*Exercise requirements*.
Copy the items below word for word, starting at the line containing "Check that every instance of the presenter standing" and ending at the line containing "[[122, 133], [502, 290], [292, 146], [412, 156]]", with both of those lines included.

(Source data)
-- Begin --
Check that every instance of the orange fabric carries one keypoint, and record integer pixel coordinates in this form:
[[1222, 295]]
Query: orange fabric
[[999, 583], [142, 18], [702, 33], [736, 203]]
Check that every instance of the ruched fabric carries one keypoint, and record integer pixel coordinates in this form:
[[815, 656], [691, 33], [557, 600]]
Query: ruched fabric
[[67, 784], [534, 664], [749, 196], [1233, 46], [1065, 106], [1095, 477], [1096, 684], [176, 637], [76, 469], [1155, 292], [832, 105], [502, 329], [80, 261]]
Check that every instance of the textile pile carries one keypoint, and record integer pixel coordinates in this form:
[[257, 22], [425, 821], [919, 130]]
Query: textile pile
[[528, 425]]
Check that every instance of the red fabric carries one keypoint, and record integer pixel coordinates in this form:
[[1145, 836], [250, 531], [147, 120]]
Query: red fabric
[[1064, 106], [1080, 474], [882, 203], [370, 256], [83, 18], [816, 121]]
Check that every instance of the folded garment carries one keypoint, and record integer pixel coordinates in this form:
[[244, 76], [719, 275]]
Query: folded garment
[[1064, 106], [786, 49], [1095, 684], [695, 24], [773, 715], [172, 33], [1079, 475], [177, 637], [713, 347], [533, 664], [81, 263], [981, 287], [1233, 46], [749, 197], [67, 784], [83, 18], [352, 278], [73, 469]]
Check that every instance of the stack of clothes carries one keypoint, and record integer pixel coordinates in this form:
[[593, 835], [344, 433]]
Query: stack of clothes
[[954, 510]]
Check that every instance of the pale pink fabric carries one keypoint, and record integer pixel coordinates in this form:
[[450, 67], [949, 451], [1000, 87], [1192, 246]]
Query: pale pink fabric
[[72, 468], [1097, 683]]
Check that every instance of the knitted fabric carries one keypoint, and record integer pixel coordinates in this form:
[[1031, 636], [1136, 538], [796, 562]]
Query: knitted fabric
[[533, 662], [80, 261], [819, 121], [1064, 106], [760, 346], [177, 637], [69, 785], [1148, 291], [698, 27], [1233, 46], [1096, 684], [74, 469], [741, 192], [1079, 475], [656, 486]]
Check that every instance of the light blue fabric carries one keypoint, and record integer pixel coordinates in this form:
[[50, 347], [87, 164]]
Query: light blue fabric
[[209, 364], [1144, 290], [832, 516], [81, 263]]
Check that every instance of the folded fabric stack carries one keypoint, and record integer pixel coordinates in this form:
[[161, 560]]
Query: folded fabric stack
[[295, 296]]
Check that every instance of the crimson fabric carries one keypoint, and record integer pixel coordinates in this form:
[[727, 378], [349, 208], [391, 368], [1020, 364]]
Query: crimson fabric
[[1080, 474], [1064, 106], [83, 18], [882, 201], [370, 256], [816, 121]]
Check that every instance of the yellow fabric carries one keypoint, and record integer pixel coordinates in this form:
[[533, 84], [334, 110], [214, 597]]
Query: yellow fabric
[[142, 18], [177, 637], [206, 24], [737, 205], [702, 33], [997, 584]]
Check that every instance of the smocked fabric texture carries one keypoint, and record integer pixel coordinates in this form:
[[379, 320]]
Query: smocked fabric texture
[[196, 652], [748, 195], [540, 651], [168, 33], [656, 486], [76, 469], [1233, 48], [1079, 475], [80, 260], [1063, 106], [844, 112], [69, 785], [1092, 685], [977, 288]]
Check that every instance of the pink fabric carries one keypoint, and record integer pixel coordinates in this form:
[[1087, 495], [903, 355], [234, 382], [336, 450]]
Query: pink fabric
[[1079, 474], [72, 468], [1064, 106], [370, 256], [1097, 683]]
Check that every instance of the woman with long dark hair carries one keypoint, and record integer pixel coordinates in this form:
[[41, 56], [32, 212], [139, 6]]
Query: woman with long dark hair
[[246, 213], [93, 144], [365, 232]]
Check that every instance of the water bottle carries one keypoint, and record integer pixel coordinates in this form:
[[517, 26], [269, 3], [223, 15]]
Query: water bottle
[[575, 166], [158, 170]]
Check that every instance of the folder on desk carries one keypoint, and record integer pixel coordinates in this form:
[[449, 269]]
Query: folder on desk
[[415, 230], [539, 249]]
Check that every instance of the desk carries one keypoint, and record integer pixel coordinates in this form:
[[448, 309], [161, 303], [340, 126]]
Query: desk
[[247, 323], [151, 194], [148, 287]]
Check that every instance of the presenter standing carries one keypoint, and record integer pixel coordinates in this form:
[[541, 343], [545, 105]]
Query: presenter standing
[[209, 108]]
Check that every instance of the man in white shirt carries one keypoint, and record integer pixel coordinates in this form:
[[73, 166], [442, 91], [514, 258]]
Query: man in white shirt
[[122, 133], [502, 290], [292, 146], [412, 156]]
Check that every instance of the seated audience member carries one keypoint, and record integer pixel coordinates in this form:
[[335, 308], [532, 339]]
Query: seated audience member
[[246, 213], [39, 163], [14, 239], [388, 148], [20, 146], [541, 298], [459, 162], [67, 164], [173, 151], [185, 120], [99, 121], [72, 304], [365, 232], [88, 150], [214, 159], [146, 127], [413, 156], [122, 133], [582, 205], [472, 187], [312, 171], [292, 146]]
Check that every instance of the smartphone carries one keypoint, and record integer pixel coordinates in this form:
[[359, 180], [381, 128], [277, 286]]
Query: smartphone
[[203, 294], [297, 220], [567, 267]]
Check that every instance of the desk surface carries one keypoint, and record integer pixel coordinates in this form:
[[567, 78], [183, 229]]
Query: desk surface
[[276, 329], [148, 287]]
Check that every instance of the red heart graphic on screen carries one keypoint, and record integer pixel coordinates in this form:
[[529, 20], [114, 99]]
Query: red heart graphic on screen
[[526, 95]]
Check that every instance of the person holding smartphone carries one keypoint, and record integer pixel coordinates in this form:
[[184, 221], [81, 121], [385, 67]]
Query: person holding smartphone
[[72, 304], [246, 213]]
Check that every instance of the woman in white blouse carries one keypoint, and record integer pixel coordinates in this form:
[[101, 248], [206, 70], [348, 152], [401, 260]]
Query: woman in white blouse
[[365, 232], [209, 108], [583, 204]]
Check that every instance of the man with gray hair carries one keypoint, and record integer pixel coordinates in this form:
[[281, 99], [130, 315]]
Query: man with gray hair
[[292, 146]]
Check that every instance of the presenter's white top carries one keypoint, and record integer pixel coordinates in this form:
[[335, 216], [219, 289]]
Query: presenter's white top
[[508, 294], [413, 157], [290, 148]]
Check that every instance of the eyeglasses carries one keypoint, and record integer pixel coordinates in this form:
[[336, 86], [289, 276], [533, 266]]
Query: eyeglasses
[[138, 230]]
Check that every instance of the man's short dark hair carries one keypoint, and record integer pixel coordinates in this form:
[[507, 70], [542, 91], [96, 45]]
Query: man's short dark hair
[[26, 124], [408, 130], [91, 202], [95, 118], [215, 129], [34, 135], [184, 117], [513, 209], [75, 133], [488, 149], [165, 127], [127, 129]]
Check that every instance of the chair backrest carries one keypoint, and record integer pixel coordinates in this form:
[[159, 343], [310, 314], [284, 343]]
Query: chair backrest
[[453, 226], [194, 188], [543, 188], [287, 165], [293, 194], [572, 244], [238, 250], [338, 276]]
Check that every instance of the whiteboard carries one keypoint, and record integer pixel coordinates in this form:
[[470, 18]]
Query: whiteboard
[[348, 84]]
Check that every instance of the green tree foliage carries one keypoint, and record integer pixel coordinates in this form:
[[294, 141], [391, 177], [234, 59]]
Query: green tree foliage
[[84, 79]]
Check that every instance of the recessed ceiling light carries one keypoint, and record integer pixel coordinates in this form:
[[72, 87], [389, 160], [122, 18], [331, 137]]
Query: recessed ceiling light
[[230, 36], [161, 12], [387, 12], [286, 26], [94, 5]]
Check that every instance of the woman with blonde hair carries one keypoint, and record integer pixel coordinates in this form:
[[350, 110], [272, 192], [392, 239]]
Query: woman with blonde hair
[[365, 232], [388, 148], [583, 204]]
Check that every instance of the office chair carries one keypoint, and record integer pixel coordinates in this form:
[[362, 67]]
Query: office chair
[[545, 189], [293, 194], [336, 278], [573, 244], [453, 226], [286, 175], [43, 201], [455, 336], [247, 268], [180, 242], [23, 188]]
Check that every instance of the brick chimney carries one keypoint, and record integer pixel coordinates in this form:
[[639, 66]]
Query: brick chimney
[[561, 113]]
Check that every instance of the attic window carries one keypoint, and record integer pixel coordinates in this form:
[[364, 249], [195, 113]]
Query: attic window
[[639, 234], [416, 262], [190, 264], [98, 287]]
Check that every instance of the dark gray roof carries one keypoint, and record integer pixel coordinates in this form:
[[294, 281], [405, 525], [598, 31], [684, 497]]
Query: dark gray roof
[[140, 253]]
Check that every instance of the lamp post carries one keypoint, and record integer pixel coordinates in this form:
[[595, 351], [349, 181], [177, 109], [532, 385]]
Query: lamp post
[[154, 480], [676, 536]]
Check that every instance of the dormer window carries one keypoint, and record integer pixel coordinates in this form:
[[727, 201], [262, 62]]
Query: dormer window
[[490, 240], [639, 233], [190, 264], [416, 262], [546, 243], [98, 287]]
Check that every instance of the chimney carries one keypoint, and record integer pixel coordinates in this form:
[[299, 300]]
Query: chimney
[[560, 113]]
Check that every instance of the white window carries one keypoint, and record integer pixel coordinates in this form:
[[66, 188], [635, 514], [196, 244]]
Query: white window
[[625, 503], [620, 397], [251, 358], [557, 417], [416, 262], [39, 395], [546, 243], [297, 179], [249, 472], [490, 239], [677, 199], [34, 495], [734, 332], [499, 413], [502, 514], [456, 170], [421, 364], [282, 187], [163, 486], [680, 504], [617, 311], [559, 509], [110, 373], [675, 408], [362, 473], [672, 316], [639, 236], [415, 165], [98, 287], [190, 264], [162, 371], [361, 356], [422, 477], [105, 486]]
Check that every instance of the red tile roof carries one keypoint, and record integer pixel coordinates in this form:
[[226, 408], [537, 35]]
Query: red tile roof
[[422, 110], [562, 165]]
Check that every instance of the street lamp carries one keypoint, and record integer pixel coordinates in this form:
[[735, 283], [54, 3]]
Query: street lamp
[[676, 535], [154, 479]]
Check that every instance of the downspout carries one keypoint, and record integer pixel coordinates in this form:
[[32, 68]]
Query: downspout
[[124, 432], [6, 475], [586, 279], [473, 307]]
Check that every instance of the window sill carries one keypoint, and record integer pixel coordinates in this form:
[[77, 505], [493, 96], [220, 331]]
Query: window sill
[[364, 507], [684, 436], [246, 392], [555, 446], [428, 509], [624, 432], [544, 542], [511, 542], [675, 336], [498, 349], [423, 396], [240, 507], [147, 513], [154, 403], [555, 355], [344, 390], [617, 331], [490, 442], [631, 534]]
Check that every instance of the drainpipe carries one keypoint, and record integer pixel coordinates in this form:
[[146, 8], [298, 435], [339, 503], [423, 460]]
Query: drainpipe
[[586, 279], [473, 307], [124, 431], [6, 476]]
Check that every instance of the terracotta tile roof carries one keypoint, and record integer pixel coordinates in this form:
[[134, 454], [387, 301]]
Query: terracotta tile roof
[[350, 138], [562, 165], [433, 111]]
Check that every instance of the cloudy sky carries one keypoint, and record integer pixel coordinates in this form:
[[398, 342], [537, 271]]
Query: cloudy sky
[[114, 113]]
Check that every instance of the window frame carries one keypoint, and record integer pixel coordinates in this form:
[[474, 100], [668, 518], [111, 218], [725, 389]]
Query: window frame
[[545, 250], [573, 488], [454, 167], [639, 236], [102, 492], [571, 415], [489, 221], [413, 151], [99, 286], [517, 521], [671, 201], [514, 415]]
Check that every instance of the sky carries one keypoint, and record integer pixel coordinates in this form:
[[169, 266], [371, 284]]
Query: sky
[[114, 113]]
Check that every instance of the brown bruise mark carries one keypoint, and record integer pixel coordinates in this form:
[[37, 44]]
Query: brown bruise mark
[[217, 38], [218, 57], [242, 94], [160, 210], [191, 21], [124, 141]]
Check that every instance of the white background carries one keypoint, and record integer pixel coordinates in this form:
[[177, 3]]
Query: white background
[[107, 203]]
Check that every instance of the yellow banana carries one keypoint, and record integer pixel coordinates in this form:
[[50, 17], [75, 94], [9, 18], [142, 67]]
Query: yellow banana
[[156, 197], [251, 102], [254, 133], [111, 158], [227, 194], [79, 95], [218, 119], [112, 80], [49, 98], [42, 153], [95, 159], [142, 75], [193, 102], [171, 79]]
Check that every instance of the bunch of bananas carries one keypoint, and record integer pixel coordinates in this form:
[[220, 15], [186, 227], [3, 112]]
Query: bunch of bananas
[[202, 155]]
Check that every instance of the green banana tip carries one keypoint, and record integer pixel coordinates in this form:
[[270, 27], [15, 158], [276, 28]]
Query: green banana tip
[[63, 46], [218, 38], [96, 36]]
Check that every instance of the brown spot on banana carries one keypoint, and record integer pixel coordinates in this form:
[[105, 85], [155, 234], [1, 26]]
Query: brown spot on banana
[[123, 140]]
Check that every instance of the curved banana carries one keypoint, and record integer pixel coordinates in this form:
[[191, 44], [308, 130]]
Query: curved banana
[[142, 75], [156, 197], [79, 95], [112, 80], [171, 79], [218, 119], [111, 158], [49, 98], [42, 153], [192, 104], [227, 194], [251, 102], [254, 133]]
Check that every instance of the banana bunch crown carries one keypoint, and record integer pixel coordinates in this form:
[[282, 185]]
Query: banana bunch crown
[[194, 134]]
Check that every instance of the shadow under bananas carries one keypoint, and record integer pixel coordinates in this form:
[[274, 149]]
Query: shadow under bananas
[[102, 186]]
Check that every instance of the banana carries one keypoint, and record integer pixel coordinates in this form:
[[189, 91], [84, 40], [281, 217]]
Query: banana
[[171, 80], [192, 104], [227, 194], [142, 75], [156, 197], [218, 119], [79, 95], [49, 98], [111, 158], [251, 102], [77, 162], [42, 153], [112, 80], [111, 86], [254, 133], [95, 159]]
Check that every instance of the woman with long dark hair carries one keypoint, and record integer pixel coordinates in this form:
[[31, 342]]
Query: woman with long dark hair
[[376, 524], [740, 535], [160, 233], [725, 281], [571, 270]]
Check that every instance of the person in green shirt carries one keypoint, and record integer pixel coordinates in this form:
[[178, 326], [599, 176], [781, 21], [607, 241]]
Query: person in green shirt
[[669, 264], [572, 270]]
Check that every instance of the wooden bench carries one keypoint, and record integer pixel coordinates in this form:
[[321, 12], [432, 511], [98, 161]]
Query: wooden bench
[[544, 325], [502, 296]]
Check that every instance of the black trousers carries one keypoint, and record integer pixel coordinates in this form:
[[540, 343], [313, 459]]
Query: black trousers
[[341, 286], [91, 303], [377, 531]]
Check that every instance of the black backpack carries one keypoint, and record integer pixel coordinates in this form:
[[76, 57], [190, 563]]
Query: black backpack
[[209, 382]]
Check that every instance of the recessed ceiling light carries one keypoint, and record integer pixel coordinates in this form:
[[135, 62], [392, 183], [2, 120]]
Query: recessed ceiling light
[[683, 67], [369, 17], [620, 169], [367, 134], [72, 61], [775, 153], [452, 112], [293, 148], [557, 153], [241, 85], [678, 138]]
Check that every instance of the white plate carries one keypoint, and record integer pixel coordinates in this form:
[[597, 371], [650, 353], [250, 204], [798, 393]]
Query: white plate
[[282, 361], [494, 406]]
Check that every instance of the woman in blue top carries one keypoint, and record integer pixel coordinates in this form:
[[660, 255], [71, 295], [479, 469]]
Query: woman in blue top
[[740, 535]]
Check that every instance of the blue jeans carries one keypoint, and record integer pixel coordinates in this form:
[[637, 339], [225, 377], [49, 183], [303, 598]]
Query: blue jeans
-- End --
*Answer to this exercise*.
Check that every instance of the presenter standing carries one keypoint, and record integer pixel coordinates in this form:
[[541, 343], [545, 105]]
Query: presenter standing
[[209, 108]]
Check that every instance of the man in white shirt carries one keypoint, and record integer pixel coordinates in this form:
[[73, 166], [442, 91], [514, 258]]
Query: man in white shirt
[[122, 133], [502, 290], [292, 146], [412, 156]]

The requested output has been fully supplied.